* [Passage à examiner]:
Nous devons reposer la question des relations entre les centres villes, les banlieues et les territoires ruraux. Nous devons repenser les relations entre les grandes aires métropolitaines, dont la région capitale, et le reste des territoires. En somme, il s’agit de repenser la solidarité, de repenser toute la solidarité, à l’échelle nationale, comme à l’échelle régionale et locale.
Les problèmes sociaux sont en effet aujourd’hui multiples et diffus.
Des quartiers dégradés, parfois en situation de grande souffrance sociale, se trouvent loin de la région capitale, par exemple, à Limoges, à Grande-Synthe.
La question sociale ne se limite pas aux quartiers populaires. Le statut d’ouvrier concerne plus de 60 % des hommes ruraux actifs (contre 44 % des citadins) et 18 % des femmes rurales actives (contre 9 % des urbaines).
La politique de la ville doit elle aussi être repensée, et mon collègue François Lamy y attache une importance toute particulière. La question des quartiers sensibles n’est jamais pensée comme elle se doit : si se concentrent dans les quartiers des difficultés sociales et de violence, ce sont les inégalités au sein d’une même agglomération qui sont les plus frappantes.
Dans une même ville, on trouve dans des quartiers séparés, toutes les situations sociales et l’éventail de tous les territoires. Chacun chez soi, à la fois tout près, mais très loin. Ainsi dans un même centre urbain, on voit cohabiter la grande bourgeoisie, avec des cadres et des professions intellectuelles, et des catégories populaires souvent immigrées. Les fossés se creusent, les inégalités progressent.
Ainsi chaque année, l’observatoire des ZUS nous montre que les quartiers sensibles voient leurs conditions de vie se dégrader, et l'inégalité avec les centres aisés progresser. Quand les métropoles s’embourgeoisent de plus en plus, le renforcement des inégalités est presque mécanique.
Mais, si la carte des territoires prioritaires s’appuyait sur des données exclusivement sociales, elle ne ressemblerait absolument pas à celle actuelle des quartiers sensibles. La montée du RSA dans les territoires ruraux en témoigne.

* [Ce que vous ferez]: Poursuivez le texte sur la solidarité et les inégalités entre territoires à partir de sa dernière phrase.

* [Données fournies]:
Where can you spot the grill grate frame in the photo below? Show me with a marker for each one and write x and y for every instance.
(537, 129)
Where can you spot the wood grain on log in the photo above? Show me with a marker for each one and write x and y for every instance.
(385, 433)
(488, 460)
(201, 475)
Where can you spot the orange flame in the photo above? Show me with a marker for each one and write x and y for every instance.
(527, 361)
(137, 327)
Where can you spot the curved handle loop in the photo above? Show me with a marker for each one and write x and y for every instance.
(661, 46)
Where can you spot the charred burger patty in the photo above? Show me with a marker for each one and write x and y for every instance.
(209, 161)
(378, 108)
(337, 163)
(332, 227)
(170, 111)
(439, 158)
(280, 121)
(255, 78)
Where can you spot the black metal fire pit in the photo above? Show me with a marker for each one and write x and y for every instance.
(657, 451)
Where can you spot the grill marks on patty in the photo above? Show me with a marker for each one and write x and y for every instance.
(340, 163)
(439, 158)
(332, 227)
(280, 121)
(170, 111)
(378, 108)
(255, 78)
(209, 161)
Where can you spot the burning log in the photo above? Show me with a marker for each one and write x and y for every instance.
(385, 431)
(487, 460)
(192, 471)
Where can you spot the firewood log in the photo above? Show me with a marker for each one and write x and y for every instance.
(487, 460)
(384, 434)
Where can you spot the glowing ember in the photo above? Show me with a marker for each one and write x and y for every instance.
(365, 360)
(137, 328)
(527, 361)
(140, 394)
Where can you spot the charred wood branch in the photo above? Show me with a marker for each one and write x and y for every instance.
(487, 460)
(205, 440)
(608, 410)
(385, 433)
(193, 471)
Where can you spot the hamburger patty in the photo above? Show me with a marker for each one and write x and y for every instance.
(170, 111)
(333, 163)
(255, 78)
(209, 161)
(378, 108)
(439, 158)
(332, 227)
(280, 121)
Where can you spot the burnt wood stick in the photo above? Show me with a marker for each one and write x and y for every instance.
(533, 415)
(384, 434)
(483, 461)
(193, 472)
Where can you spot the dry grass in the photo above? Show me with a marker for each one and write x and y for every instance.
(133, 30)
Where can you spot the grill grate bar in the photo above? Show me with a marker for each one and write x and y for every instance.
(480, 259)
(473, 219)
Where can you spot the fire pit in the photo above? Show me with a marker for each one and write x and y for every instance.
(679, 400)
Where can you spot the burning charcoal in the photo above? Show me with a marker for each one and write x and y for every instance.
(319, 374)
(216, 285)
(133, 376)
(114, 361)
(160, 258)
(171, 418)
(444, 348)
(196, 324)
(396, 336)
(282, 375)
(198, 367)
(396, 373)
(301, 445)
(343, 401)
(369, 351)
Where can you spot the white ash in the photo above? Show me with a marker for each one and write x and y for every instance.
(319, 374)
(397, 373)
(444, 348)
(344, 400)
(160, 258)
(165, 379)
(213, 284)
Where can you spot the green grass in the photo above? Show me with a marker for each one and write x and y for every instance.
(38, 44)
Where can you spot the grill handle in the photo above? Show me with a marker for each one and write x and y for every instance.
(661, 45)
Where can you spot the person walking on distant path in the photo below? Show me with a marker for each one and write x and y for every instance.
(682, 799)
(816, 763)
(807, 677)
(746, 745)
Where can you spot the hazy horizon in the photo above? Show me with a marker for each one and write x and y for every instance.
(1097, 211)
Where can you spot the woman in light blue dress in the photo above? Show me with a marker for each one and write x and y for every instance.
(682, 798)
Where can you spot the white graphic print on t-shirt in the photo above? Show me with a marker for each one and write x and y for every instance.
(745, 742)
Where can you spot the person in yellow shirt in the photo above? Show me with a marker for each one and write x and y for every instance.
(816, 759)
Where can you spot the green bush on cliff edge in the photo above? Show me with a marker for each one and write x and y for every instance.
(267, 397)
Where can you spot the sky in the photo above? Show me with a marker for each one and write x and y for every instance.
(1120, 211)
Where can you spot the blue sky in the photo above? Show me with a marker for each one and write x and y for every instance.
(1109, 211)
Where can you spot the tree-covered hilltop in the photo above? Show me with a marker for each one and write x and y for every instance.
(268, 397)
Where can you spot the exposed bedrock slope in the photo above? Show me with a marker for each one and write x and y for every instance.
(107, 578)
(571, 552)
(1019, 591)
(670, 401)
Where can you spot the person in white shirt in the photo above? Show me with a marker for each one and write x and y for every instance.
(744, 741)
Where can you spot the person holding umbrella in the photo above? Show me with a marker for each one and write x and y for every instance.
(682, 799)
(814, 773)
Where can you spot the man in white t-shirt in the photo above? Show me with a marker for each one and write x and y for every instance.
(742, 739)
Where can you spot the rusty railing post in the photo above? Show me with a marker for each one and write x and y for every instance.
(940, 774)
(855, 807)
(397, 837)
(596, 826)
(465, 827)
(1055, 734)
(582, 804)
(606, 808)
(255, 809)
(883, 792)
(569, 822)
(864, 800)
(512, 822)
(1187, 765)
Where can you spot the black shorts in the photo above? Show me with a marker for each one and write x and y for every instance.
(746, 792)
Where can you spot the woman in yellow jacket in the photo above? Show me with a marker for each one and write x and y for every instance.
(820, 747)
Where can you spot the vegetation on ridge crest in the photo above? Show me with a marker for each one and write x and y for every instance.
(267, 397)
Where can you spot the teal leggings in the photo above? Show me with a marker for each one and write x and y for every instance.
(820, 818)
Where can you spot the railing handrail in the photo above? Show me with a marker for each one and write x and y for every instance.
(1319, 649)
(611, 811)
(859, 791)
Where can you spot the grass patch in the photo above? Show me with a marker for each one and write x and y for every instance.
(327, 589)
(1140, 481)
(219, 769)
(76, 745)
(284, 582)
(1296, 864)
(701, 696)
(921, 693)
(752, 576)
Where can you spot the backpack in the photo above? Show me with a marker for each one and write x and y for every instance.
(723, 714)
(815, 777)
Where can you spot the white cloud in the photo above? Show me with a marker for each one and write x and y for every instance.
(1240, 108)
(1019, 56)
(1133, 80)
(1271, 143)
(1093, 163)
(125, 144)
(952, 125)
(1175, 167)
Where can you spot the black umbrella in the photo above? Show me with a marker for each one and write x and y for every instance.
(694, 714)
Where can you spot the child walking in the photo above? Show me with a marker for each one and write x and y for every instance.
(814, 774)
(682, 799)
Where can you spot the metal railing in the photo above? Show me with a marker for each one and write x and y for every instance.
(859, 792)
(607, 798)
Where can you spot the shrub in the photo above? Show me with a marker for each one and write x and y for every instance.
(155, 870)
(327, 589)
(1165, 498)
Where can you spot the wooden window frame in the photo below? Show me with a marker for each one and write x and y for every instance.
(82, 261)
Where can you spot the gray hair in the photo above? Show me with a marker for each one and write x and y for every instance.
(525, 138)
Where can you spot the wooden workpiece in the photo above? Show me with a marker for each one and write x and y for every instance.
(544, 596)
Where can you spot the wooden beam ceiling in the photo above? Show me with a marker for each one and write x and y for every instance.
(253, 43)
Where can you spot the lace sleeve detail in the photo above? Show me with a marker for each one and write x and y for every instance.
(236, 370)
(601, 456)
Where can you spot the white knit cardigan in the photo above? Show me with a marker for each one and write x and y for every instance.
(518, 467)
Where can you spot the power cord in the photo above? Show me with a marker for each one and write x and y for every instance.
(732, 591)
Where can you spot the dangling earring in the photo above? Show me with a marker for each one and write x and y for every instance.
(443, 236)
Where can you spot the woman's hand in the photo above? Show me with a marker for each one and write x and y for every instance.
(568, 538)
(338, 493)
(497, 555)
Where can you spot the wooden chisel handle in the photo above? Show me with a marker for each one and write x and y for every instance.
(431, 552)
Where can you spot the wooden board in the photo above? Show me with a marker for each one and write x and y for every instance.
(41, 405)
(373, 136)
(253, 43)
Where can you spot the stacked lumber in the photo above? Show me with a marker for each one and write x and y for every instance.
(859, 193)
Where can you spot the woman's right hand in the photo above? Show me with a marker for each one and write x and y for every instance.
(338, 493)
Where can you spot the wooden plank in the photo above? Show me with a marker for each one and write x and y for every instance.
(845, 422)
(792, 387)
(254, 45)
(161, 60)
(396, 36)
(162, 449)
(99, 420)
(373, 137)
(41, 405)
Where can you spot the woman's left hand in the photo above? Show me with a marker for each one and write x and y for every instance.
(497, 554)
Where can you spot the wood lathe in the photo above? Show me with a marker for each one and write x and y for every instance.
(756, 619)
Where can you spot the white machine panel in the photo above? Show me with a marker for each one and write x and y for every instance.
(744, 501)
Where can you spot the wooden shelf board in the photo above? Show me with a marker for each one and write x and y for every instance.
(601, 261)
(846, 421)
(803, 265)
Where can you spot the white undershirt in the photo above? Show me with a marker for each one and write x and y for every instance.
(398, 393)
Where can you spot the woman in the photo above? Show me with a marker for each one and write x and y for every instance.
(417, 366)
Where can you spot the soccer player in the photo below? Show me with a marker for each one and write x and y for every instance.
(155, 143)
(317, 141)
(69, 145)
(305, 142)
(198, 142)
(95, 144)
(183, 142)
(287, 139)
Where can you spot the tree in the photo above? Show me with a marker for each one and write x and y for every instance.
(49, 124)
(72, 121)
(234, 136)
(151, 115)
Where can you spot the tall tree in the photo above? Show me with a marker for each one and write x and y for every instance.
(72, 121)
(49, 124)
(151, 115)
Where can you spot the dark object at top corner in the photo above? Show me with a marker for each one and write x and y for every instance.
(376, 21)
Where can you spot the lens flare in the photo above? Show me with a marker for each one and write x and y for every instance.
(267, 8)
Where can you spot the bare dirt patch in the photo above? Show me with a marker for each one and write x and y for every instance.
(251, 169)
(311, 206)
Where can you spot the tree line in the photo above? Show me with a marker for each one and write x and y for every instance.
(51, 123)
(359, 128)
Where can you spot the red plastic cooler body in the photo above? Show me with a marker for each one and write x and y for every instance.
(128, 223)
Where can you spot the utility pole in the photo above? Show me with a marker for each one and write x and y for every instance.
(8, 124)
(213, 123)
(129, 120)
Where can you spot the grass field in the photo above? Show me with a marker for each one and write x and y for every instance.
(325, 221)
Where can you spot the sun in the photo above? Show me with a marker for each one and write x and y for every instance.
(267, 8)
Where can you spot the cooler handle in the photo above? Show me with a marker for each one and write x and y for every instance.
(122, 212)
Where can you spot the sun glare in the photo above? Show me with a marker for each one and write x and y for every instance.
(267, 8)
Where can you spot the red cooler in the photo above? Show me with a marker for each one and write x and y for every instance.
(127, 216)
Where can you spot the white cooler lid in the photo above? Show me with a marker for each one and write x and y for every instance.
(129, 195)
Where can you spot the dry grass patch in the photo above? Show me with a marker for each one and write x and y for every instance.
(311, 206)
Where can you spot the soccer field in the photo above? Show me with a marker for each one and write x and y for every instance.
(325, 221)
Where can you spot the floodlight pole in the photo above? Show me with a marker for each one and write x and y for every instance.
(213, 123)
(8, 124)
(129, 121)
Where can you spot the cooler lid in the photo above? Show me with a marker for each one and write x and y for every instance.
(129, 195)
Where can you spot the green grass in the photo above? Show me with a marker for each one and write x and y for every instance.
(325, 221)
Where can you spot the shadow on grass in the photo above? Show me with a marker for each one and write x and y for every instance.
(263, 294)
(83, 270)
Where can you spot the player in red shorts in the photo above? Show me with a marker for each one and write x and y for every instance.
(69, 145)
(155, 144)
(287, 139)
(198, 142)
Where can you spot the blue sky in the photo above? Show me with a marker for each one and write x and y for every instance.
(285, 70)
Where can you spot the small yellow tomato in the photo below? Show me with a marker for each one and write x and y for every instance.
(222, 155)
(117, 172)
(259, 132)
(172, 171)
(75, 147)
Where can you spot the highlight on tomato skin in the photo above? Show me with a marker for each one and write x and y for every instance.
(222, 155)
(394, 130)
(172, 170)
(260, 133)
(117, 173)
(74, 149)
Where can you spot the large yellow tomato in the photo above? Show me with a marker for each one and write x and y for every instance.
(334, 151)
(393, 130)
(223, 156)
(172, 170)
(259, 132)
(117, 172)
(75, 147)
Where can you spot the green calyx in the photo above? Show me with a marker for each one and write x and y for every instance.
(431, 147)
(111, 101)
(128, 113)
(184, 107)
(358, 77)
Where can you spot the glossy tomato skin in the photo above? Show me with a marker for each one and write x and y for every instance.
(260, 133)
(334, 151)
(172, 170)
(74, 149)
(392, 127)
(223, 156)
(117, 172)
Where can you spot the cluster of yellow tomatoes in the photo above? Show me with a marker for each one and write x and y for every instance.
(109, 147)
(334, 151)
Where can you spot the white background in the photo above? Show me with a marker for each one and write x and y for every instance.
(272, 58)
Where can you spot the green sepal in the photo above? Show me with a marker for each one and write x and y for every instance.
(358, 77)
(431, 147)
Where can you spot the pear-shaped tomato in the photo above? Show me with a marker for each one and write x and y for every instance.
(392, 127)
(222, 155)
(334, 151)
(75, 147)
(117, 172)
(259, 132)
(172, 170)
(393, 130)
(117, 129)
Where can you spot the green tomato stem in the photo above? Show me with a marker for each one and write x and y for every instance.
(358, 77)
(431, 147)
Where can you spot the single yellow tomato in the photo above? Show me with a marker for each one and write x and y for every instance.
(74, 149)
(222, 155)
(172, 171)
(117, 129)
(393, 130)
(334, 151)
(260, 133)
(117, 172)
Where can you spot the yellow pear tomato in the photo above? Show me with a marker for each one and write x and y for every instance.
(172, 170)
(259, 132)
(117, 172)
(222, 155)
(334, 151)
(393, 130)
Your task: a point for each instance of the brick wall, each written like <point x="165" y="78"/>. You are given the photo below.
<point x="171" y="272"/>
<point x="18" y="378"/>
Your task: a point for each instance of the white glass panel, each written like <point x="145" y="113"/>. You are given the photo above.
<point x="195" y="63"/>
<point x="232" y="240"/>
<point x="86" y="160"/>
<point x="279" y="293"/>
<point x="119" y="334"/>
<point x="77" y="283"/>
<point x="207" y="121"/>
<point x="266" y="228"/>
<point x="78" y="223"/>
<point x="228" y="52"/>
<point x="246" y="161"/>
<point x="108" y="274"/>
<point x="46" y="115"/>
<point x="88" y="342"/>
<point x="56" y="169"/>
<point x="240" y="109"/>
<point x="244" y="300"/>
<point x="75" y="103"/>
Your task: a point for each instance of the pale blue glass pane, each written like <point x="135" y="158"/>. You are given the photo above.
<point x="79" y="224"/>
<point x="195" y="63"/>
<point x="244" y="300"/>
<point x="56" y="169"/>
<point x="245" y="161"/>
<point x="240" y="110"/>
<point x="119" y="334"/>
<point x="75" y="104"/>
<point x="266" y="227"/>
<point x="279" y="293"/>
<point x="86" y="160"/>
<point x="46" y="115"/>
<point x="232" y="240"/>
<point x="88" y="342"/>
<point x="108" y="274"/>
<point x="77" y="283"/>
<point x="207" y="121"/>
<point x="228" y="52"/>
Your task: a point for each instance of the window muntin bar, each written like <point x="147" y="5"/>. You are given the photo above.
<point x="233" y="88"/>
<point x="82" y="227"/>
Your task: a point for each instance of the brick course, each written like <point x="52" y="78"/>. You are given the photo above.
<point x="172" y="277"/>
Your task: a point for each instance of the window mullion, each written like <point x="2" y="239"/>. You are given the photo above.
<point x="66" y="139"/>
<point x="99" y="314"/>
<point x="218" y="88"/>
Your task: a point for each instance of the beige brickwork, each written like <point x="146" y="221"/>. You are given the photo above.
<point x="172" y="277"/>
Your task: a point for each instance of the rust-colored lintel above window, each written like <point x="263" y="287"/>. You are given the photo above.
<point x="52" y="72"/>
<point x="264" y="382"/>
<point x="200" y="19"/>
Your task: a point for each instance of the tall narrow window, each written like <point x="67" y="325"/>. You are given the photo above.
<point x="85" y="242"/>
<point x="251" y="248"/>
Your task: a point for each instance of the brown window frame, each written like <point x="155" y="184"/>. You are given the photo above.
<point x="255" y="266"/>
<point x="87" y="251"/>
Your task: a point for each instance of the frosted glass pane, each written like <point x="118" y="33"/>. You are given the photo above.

* [Résultat attendu]:
Un Français sur deux n’habite pas dans un grand centre urbain. Près des deux tiers des communes de plus de 50 000 habitants ont perdu des habitants entre 1975 et 1990 au profit de la périphérie. Depuis 1975, ce sont les communes rurales périurbaines, celles qui sont dans la mouvance de grandes agglomérations, qui se développent le plus vite. Cette périurbanisation, qui avait commencé à s’essouffler, reprend depuis dix ans.
La fracture territoriale n’est pas toujours une fracture sociale. Elle est marquée par l’éloignement de services publics essentiels : l’école, la santé, la sécurité, les transports, obligeant des populations entières à rester dépendantes de leur automobile.
Il n’est pas de situation univoque, il n’est pas de solution unique. C’est le coeur de l’état d’esprit du ministère de l’Égalité des territoires et du Logement. Nous devons trouver une réponse pour chaque territoire. Pour les quartiers sensibles. Pour les villes petites et moyennes. Pour les territoires ruraux à faible densité.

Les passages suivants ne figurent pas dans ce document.